# New Hedgie- Not Eating or drinking- HELP



## klb12996 (Jul 27, 2014)

I just got my new baby yesterday. It was a 2 hour drive to get her. If she ate or drank it wasn't much at all. I'm very worried. She's very active and friendly. She doesn't seem bothered that she's in a new environment, she's been exploring. She has kibble and I tried to give her some skinned, cut up blueberries she licked them and sniffed that's it. I'm so worried she's gonna be dehydrated or starve. Please help


----------



## shelbythehedgehog (Mar 30, 2014)

To me it sounds like she just needs a little more time to adjust.


----------



## shinydistraction (Jul 6, 2014)

Yep, nothing to worry about just yet. Nico didn't eat for about a week after we brought her home. Just keep offering her different things until you find something she likes. Hedgies are picky. If you're worried she might be dehydrated you can get an eye dropper and see if you can get her to drink that way. Live mealworms are what got Nico to start eating. I think she finally figured out that she was hungry after she ate them.


----------



## klb12996 (Jul 27, 2014)

Thanks so much! I was so worried!


----------



## shelbythehedgehog (Mar 30, 2014)

Yep! Anytime! :grin:


----------



## nikki (Aug 28, 2008)

If she doesn't start eating after a couple of days you might want to consider syringe feeding. Fatty Liver disease can set in after a few days of not eating and its very hard to treat.


----------



## Lilysmommy (Jan 7, 2009)

I wouldn't let her go a week. Hedgehogs (like cats) can be in danger of liver problems if they go for more than a day or two without eating. Doesn't happen every time, but it does happen, and it's not usually safe to let them go longer.

Count, weigh, or measure the kibble in her bowl, then do so again in the morning. Sometimes they might be eating, but not much. Try scattering some kibble in bed with her too, sometimes they'll eat in privacy even if they don't want to come out to eat.

Don't offer any new treats for now. She needs a couple weeks to settle in and get used to you and her new home before she starts getting any new treats. If the breeder has offered anything before & she's eaten it, then it would be fine. Otherwise, just encourage her to eat her kibble. If she doesn't, then you can read up on syringe-feeding & such to get at least something into her.


----------
________________
Things to do:
A: Answer these questions from the hedgehog thread.
(i) How long was the drive to pick up the new hedgehog?
(ii) What finally got Nico to start eating?
(iii) What other animal does Lilysmommy say can, like hedgehogs, face liver problems after a day or two without food?
B: Reproduce the part of the hedgehog thread between "If she doesn't start" and "them go longer.", inclusive.
________________
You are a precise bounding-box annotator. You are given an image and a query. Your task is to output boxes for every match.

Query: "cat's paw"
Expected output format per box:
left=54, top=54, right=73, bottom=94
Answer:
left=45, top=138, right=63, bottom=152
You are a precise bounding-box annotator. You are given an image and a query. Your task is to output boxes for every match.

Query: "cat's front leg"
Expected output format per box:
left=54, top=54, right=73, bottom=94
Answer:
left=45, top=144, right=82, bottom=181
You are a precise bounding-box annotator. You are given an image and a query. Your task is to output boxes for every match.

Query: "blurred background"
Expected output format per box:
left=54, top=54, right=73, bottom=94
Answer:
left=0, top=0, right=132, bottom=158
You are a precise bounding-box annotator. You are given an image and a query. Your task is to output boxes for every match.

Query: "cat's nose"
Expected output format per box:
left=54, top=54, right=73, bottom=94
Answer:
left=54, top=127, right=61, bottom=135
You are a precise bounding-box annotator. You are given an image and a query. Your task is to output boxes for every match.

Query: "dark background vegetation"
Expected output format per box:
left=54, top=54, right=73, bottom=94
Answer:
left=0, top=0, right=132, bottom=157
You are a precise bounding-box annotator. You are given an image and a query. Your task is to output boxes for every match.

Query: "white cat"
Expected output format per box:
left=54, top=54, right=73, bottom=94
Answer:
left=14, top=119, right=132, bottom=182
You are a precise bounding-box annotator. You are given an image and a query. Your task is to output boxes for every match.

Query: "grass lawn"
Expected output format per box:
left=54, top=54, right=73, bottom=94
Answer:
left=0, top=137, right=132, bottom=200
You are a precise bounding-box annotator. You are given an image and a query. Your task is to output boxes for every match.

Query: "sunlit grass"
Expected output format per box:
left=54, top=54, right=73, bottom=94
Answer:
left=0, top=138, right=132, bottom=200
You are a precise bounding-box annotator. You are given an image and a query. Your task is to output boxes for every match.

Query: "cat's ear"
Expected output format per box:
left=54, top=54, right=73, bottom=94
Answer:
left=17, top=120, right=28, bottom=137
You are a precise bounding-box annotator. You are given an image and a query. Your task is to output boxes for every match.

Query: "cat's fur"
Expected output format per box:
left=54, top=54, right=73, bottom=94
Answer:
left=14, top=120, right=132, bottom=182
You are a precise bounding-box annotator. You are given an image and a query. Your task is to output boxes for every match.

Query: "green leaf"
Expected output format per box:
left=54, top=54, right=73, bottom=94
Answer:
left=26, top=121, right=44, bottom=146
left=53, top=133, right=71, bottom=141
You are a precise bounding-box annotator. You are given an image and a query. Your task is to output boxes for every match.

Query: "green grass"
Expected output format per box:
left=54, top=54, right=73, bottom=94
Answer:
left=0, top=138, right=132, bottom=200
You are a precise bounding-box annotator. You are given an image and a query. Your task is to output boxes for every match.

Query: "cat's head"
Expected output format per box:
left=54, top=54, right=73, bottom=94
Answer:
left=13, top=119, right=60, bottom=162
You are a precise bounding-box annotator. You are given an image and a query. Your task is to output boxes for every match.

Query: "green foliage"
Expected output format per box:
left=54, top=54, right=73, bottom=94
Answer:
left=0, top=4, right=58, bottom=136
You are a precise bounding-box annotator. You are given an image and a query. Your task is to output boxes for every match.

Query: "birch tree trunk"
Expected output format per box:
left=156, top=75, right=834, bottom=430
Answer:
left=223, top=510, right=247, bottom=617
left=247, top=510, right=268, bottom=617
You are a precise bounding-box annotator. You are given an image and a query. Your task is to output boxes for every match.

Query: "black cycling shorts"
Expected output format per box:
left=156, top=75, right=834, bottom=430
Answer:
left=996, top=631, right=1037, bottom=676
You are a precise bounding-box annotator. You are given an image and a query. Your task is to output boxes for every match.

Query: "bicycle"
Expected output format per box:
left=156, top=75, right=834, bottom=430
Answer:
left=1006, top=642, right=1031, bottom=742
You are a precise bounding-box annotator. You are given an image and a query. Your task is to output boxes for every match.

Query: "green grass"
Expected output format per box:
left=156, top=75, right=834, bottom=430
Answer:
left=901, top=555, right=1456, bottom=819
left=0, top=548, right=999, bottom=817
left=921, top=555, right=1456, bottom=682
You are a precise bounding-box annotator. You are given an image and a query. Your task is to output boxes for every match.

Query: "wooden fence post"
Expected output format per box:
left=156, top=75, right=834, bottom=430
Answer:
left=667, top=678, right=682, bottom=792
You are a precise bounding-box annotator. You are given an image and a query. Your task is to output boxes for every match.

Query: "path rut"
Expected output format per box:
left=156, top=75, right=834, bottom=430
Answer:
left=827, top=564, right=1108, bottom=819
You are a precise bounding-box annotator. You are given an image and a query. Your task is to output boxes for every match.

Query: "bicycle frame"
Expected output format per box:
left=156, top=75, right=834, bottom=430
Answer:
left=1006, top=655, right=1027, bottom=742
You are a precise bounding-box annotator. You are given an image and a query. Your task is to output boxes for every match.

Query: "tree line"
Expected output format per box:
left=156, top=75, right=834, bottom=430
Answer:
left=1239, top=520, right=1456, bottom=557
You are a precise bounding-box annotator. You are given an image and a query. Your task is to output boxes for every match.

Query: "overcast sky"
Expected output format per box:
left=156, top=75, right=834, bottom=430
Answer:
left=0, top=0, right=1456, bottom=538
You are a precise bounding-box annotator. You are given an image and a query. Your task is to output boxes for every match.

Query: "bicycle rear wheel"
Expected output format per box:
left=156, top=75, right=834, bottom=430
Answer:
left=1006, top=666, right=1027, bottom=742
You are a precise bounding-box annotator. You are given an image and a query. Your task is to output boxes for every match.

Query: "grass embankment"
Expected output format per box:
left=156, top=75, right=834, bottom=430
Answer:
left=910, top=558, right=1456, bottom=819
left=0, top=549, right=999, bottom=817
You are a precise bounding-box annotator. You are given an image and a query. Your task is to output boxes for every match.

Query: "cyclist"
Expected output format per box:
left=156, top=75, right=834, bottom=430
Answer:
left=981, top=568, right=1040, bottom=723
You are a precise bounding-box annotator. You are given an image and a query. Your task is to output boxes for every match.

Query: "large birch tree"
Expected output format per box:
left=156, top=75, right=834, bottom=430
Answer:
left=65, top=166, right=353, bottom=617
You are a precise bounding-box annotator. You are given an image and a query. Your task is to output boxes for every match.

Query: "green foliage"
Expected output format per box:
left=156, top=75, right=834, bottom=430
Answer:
________________
Answers for each item:
A:
(i) Two hours.
(ii) Live mealworms.
(iii) Cats.

B:
If she doesn't start eating after a couple of days you might want to consider syringe feeding. Fatty Liver disease can set in after a few days of not eating and its very hard to treat.


----------



## Lilysmommy (Jan 7, 2009)

I wouldn't let her go a week. Hedgehogs (like cats) can be in danger of liver problems if they go for more than a day or two without eating. Doesn't happen every time, but it does happen, and it's not usually safe to let them go longer.